* begin *
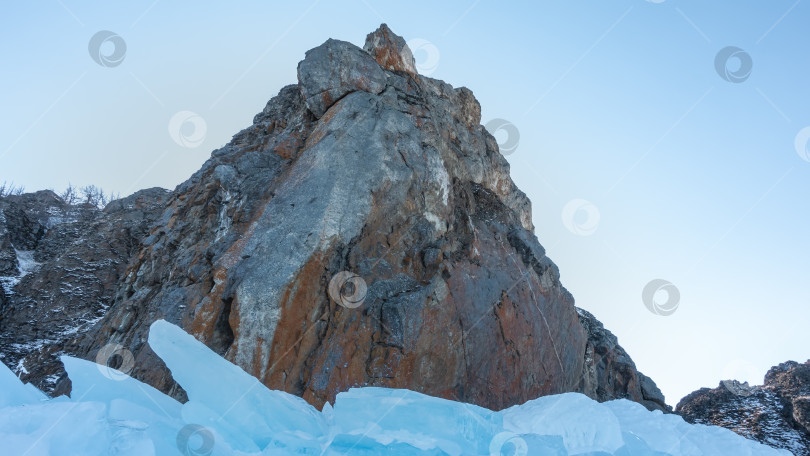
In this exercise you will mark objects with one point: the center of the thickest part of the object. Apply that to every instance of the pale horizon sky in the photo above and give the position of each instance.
(643, 160)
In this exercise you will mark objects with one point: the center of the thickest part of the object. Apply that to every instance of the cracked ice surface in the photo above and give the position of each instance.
(231, 413)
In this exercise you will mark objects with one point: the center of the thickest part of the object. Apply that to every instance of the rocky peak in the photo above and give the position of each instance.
(776, 413)
(390, 50)
(360, 171)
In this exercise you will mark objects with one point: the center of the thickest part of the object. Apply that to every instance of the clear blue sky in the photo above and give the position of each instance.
(696, 179)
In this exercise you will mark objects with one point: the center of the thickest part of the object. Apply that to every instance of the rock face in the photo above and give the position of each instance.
(67, 261)
(365, 167)
(776, 413)
(610, 373)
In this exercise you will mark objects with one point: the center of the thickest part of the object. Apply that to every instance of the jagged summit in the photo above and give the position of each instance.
(390, 50)
(362, 173)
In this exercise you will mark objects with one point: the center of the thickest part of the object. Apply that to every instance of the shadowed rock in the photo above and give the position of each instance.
(776, 413)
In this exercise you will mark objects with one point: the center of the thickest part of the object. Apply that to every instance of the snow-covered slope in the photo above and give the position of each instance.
(231, 413)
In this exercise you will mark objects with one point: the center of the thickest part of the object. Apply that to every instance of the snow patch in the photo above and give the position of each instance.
(231, 413)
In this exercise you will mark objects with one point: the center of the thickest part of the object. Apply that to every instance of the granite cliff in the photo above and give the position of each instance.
(364, 230)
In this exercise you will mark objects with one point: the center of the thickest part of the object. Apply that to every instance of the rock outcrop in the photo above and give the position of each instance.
(67, 261)
(610, 373)
(366, 170)
(776, 413)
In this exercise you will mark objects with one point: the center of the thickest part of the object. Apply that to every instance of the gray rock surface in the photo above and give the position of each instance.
(610, 373)
(72, 258)
(363, 166)
(776, 413)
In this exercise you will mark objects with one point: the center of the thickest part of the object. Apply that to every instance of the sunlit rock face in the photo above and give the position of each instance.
(365, 167)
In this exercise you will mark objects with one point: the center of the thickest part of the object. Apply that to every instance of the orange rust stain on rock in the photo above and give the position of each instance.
(297, 334)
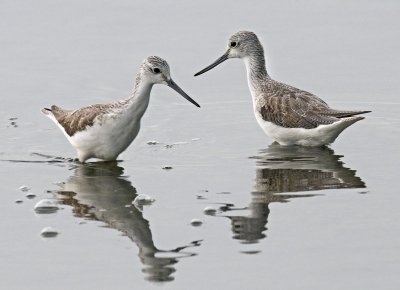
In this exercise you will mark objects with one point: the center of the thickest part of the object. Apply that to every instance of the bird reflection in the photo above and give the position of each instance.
(281, 172)
(99, 191)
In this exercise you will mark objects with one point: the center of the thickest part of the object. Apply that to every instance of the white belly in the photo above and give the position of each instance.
(105, 140)
(321, 135)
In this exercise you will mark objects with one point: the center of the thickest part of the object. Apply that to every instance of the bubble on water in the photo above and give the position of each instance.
(143, 199)
(46, 206)
(152, 142)
(209, 210)
(196, 222)
(49, 232)
(24, 188)
(30, 195)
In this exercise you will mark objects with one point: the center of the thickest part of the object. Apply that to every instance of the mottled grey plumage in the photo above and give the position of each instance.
(278, 106)
(105, 130)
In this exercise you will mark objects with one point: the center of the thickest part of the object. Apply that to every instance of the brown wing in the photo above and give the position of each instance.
(290, 107)
(78, 120)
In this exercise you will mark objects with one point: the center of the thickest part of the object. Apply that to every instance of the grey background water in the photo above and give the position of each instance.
(286, 219)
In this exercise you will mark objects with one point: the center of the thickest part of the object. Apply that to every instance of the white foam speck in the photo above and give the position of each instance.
(46, 206)
(49, 232)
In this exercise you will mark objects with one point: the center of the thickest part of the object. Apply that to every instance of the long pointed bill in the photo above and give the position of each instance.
(214, 64)
(176, 88)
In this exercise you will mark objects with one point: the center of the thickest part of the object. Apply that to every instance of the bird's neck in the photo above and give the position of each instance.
(140, 97)
(256, 72)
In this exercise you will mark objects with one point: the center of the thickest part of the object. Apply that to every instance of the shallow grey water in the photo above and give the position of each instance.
(287, 218)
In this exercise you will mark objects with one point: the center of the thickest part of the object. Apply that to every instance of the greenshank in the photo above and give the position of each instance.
(103, 131)
(288, 115)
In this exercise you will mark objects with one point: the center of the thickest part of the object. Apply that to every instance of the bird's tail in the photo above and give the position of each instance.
(343, 114)
(46, 111)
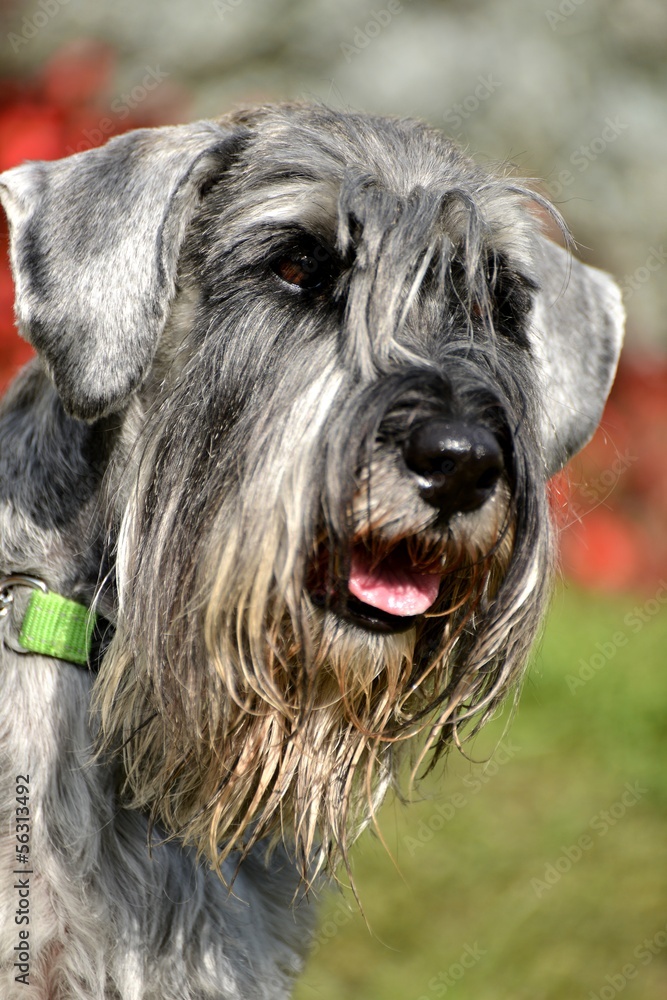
* end *
◆ **Exercise instructions**
Copy every one of the records above word for word, including every point listed, and omit the pictures from your copy.

◆ **Answer to this task**
In this exercise you will mark objects with one point: the center of the thickest part of the object. Apply that to every instance of the pale horizon sky in the photo above and give the position of each instance.
(643, 160)
In this exercise you will mark objects with one point: the center of the thickest part of the object. Apply that to every instance of the cracked ice surface in the photo above and give the position of each instance.
(231, 413)
In this exercise you will mark objects with one point: the center of the thickest part of the object. Apply that to every instance of the rocky peak in the photo above and give the position of each instance.
(776, 413)
(390, 50)
(360, 171)
In this exercise you will mark objects with one point: the center of the thickest part of the object. Apply that to every instance of the clear blue sky in the photo above and give the position of each instance.
(696, 179)
In this exercise you will mark objects with one point: the center of the thickest part of the object. Apply that to every instance of the rock face in the photo above and give the position of each instance.
(67, 261)
(365, 167)
(776, 413)
(610, 373)
In this exercise you will mark objects with one point: the center of the thickest part of the object. Apply that to every instance of the jagged summit in the photo above and give the position of each instance.
(390, 50)
(362, 173)
In this exercise you will mark objects with one point: the center of the thickest part of the object. Apply that to every instance of the shadowed rock in the photo above and give the position of each instance.
(776, 413)
In this exercise you will mark objects with one point: the center of the thickest part of the object. Apply that to every instance of the snow-covered slope in the photo above and give the position of each instance.
(231, 413)
In this exercise you will mark objects with one point: the center of the thickest part of the object. Apply that to every instance of the snow patch in the photo above and give the position of each instance.
(231, 413)
In this exercise you will mark objects with one point: the center of the thickest part of the object. Apply that to every instance of the granite cliff in the photo above and give the position of each instance.
(364, 230)
In this exercise you will mark objects with one point: the center of the thickest part of the object. Apply that to every instance of the rock outcrop in the photo above and give the position of each instance.
(67, 261)
(610, 373)
(366, 170)
(776, 413)
In this exercise you will mark objects with one point: the center of the thickest part of the object. Apply that to every instance of the gray rock surface in the photo above and give the position of each instance.
(610, 373)
(72, 258)
(363, 166)
(776, 413)
In this exercise you will mark objects with one point: the center of the thickest part of the object. Apply that to every instance of the sunlit rock face in the photo above and give the position of each instance.
(365, 167)
In this exercise you will mark objects with one point: the center of the thickest part of the object. Apply that to every instance of the orange rust stain on rock in the photo above and give the position of each instance.
(297, 334)
In this exercise you will mark objects with one point: the center of the thickest part of the object. Apply that to every instance of the bird reflection in the photo above and give the position of each instance.
(281, 172)
(99, 191)
In this exercise you will mark objects with one point: the center of the thickest part of the object. Apply that to every instance of the white belly in the photo above and give the position of each instance.
(105, 140)
(321, 135)
In this exercise you will mark objects with one point: the center of the thickest part of the object. Apply that to every instance of the bubble on water in the photo above and give the position of each instance.
(143, 199)
(46, 206)
(152, 142)
(209, 210)
(196, 222)
(49, 232)
(24, 188)
(30, 195)
In this exercise you will mark objects with one point: the center of the thickest part of the object. Apply that to every instance of the mottled grey plumage in the photo above and give the position of each instance.
(278, 106)
(105, 130)
In this exercise you will mark objects with one point: the center of the thickest part of the object. Apply that to every instance of the brown wing in the photo above and give the position of each instance.
(290, 107)
(78, 120)
In this exercise you will mark objects with one point: the center of the thickest part of the object. Apply that to every instance of the grey background water in the photo above and give the position of each instance.
(286, 219)
In this exercise you will mark objects with one point: the center of the thickest part of the object. Apply that to every instance of the white foam speck in the photo above and give the position of each instance.
(46, 206)
(49, 232)
In this exercise you will mark objects with one point: the center of the thickest part of the object. Apply that to every instance of the long pointed bill in the photo above and give the position of each instance.
(214, 64)
(176, 88)
In this exercise you will mark objects with one point: the center of the thickest part of the object. Apply that to every instance of the bird's neck in the photo above and give the position of each instance.
(140, 97)
(256, 72)
In this exercise you will mark objects with one point: the center of the thickest part of the object. Apply that to every instance of the shallow grey water in the photo above and give the position of each instance.
(287, 218)
In this exercise you will mark objects with one point: the center of the thickest part of the object. Apply that to every instance of the greenshank in the photo above and give the position of each instance.
(103, 131)
(288, 115)
In this exercise you will mark objects with one point: the center of the thickest part of the object. Apply that to every instance of the bird's tail in the photo above and give the position of each instance.
(343, 114)
(46, 111)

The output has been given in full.